=== Extrait du document ===

Manivelle

On lui pose une question simple (« Où se trouve l'interrupteur du hall du premier étage ? ») ; elle nous regarde avec ses gros yeux vides et ne dit rien. Va-t-elle répondre ? Pourquoi ne répond-elle pas ? Si elle reste muette, la bouche légèrement entrouverte, c'est parce qu'elle digère ce qu'elle vient d'entendre. Ce n'est pas nouveau : il lui faut toujours un certain temps pour assimiler et analyser l'information. Lorsqu'elle parle enfin après quelques longues secondes, c'est pour nous montrer qu'elle n'avait pas compris la question. Ha, misère !

« Tiens, Charlotte, tu as vu cette histoire de manivelle fournie par la NASA à la Station spatiale internationale ? Le plan de l'objet a été envoyé par courrier électronique et ils ont pu le reproduire à l'aide d'une imprimante 3D installée à l'intérieur de la station.
— Si ça tombe, le message a pu être capté par une intelligence extraterrestre et ça leur a permis de faire un bond technologique gigantesque ! »
(Mais ça ne tient pas la route, car si d'hypothétiques extraterrestres étaient capables de capter et de décrypter ce genre de messages, ils seraient sans aucun doute également capables de construire des manivelles.)

J'imagine un futur où des systèmes technologiques complets pourront être assemblés loin de la Terre, par exemple sur l'orbite de Jupiter, grâce à des plans envoyés à une « imprimante 3D » géante, dont la complexité sera évidemment sans commune mesure avec les frustes imprimantes actuelles. Ce ne sera plus à proprement parler une imprimante, mais un « réplicateur », ou quelque chose de ce genre. Celui-ci pourra créer un monde à distance et le faire fonctionner de manière autonome : stations orbitales, vaisseaux spatiaux, installations de surface, robots s'occupant de tout, y compris de réparer le réplicateur lui-même. Ce système pourra dès lors fonctionner de façon indépendante, autarcique, sans l'aide de l'espèce humaine. À cette époque, peut-être notre forme de vie sera-t-elle d'ailleurs devenue... obsolète ? (Cette idée que nous ne sommes qu'un pont vers quelque chose de plus grand, et que ce quelque chose pourrait ne pas être biologique.)

=== Données étudiées ===

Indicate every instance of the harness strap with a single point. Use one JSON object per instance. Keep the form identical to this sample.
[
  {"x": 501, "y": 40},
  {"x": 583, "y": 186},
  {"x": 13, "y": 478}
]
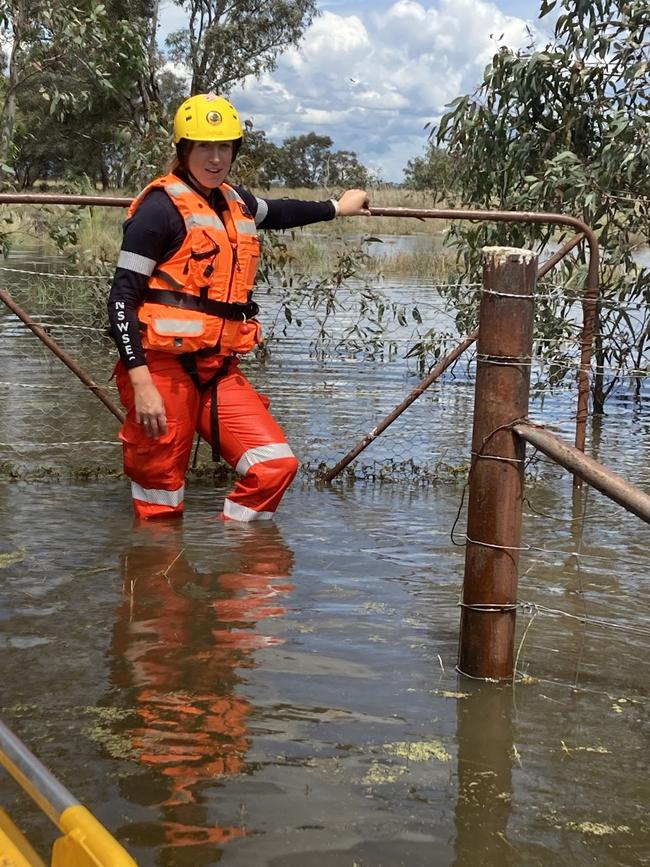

===

Mise en pratique:
1/ Répondez aux questions suivantes sur le texte « Manivelle ».
(a) Quelle question simple lui pose-t-on dans le premier paragraphe ?
(b) Par quel moyen le plan de la manivelle a-t-il été envoyé ?
(c) Quel lieu éloigné de la Terre le texte cite-t-il en exemple pour l'assemblage de systèmes technologiques ?
2/ Recopiez, s'il vous plaît, le passage du texte « Manivelle » qui va de « On lui pose » à « question. Ha, misère ! ».

Corrigé:
1/
(a) « Où se trouve l'interrupteur du hall du premier étage ? »
(b) Par courrier électronique.
(c) L'orbite de Jupiter.

2/
On lui pose une question simple (« Où se trouve l'interrupteur du hall du premier étage ? ») ; elle nous regarde avec ses gros yeux vides et ne dit rien. Va-t-elle répondre ? Pourquoi ne répond-elle pas ? Si elle reste muette, la bouche légèrement entrouverte, c'est parce qu'elle digère ce qu'elle vient d'entendre. Ce n'est pas nouveau : il lui faut toujours un certain temps pour assimiler et analyser l'information. Lorsqu'elle parle enfin après quelques longues secondes, c'est pour nous montrer qu'elle n'avait pas compris la question. Ha, misère !